--- start of PAGE EXTRACT ---

Be careful here. Just because there is a “level” for food set by the FDA does not mean manufacturers follow these guidelines. As we have seen with this latest recall, foreign materials can and do make their way into our food.
On a good note, manufacturers use GMP’s (Good Manufacturing Practices) as a kind of check and balance to ensure our food is as safe as it can be. One of the practices that has been changing over the years is the use of wooden pallets. Moving to a plastic pallet makes the possibility of wood mixing in with a product. A few other GMP include: glass and plastic programs, preventative maintenance, pest management, personal hygiene, and building maintenance.
Foreign materials in food (at least to some degrees) are normal. Recalls happen when the norm is broken. I found it frustrating the lack of information on what happens to companies after there is a recall. If you would like to hear more about this I would be happy to investigate farther.
It is never desirable to have foreign materials in our food. We have come to accept and understand that some small part of this has been deemed okay by food producers. It is encouraging to know food manufacturers are being proactive in making our food safer.

--- end of PAGE EXTRACT ---

• **TASK GOAL**
Write the next part of the piece on foreign materials in food, picking up after its final sentence.

--- start of MATERIAL SUPPLIED ---

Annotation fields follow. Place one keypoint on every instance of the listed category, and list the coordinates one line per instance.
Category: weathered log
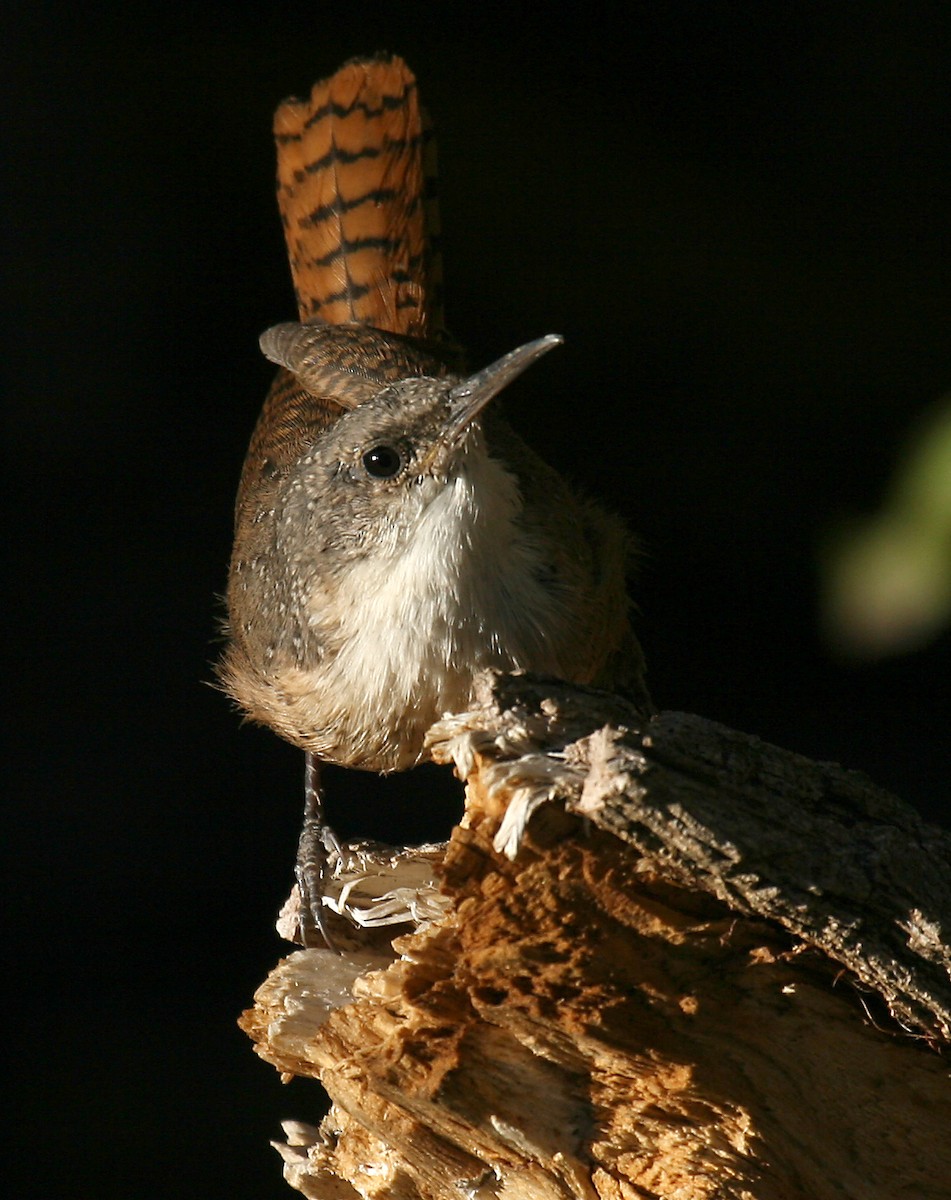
(665, 960)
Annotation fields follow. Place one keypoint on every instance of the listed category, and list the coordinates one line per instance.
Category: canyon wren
(394, 537)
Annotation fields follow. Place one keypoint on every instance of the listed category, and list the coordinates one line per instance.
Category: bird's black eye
(382, 462)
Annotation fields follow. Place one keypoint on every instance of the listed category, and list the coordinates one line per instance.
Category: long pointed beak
(471, 396)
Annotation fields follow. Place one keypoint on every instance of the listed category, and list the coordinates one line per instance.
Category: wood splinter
(667, 960)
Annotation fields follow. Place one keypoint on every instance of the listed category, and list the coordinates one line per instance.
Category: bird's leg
(317, 841)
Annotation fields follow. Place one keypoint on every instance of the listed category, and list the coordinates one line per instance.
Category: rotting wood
(668, 960)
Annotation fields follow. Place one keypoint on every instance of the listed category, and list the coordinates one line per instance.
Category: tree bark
(662, 960)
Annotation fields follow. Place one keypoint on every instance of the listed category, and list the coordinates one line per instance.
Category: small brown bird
(393, 535)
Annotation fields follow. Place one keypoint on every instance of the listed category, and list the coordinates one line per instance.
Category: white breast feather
(460, 592)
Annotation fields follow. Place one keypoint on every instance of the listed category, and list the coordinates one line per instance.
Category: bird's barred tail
(356, 187)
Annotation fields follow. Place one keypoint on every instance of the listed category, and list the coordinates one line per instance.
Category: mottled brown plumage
(356, 187)
(362, 601)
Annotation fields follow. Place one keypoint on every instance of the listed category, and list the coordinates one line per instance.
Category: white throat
(464, 591)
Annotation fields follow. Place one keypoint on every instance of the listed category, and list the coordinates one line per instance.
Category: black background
(736, 214)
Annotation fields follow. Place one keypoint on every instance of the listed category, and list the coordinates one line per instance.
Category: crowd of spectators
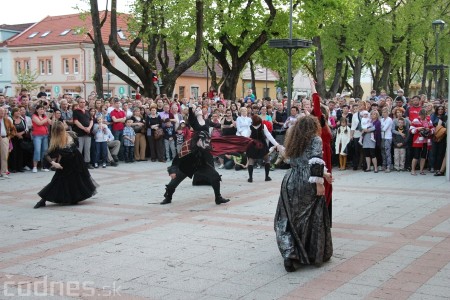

--- end of MATERIAL SUPPLIED ---

• **EXERCISE RESPONSE**
Now that another recall has hit the mainstream it is important for us as consumers to stay informed. If you have any of the above mentioned products, take the necessary steps and precautions to get rid of it. Please do not take a chance and eat or serve recalled food.
Along those same lines, I believe we have a responsibility to the people we know. Utilize social media. Share this and other pieces of information you find so we can get the word out to as many people as we can.
Stay safe, stay informed. If you believe you got sick due to eating contaminated food, contact us. Our team at the Lange Law Firm, PLLC can help you explore your legal options.
By: Dwight Spencer, Contributing Writer (Non-Lawyer)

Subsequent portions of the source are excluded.